Region labeling rows:

----

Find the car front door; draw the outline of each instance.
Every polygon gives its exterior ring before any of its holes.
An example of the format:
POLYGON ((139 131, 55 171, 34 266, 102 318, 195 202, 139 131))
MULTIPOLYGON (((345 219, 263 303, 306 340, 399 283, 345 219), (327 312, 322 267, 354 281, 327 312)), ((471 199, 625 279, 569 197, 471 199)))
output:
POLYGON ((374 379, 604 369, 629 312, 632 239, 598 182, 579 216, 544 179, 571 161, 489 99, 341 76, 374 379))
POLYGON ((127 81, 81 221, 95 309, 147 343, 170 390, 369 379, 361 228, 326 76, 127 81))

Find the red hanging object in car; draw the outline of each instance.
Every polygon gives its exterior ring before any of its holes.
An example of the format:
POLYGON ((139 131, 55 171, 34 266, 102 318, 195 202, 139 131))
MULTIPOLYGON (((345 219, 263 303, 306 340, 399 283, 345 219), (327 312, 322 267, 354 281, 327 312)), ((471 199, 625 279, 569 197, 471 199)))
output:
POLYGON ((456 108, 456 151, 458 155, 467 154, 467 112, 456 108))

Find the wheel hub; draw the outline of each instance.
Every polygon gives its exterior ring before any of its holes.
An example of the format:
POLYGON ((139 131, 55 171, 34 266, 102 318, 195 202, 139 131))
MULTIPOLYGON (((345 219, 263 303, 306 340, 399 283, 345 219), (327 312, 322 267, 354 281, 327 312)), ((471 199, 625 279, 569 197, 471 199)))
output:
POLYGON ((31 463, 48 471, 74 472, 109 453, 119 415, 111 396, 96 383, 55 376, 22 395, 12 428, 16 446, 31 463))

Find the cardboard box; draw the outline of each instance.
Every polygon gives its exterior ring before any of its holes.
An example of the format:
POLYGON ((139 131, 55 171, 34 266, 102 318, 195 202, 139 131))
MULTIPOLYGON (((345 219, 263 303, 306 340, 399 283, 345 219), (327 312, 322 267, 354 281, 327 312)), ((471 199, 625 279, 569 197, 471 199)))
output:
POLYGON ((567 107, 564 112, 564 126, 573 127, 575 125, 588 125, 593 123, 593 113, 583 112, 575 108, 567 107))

----

Task:
Switch each occurrence of "exterior ring" in the rows above to "outer boundary" and reproduce the rows with everything else unchanged.

Answer for this exercise:
Find the car front door; draw the outline of each instance.
Every polygon gives its outer boundary before any of its holes.
An example of the format:
POLYGON ((139 131, 55 171, 34 266, 102 318, 195 202, 139 131))
MULTIPOLYGON (((345 219, 263 303, 306 340, 399 283, 345 219), (327 312, 322 267, 354 281, 327 312)), ((471 199, 625 279, 569 197, 471 199)))
output:
POLYGON ((374 379, 604 369, 629 312, 632 239, 598 182, 579 216, 544 179, 571 161, 489 99, 341 76, 374 379))
POLYGON ((127 81, 81 221, 95 309, 147 343, 170 390, 369 379, 361 228, 326 76, 127 81))

Find the red hanging object in car; draw the outline of each instance.
Every polygon gives its outer boundary before any of its holes.
An example of the format:
POLYGON ((139 131, 55 171, 34 266, 102 318, 195 202, 139 131))
MULTIPOLYGON (((345 219, 263 303, 306 340, 399 283, 345 219), (327 312, 322 267, 354 281, 327 312)), ((471 199, 625 279, 569 197, 471 199)))
output:
POLYGON ((456 108, 456 151, 458 155, 467 154, 467 112, 456 108))

Find the wheel hub; draw the outline of each instance.
Every polygon gives its outer boundary before any of its holes.
An example of the format:
POLYGON ((139 131, 55 171, 34 266, 102 318, 195 202, 139 131))
MULTIPOLYGON (((345 219, 263 303, 306 340, 399 283, 345 219), (327 312, 322 267, 354 281, 327 312)), ((471 199, 625 279, 569 197, 471 199)))
output:
POLYGON ((31 463, 48 471, 74 472, 109 453, 119 415, 111 396, 96 383, 55 376, 22 395, 12 428, 16 446, 31 463))

Find the cardboard box; draw the outline of each instance.
Every polygon gives its outer boundary before any of its holes.
An example of the format:
POLYGON ((139 131, 55 171, 34 266, 102 318, 195 202, 139 131))
MULTIPOLYGON (((345 219, 263 303, 306 340, 399 283, 345 219), (327 312, 322 267, 354 281, 327 312)), ((471 199, 625 279, 569 197, 471 199)))
output:
POLYGON ((567 107, 564 112, 564 126, 573 127, 575 125, 588 125, 593 123, 593 113, 583 112, 575 108, 567 107))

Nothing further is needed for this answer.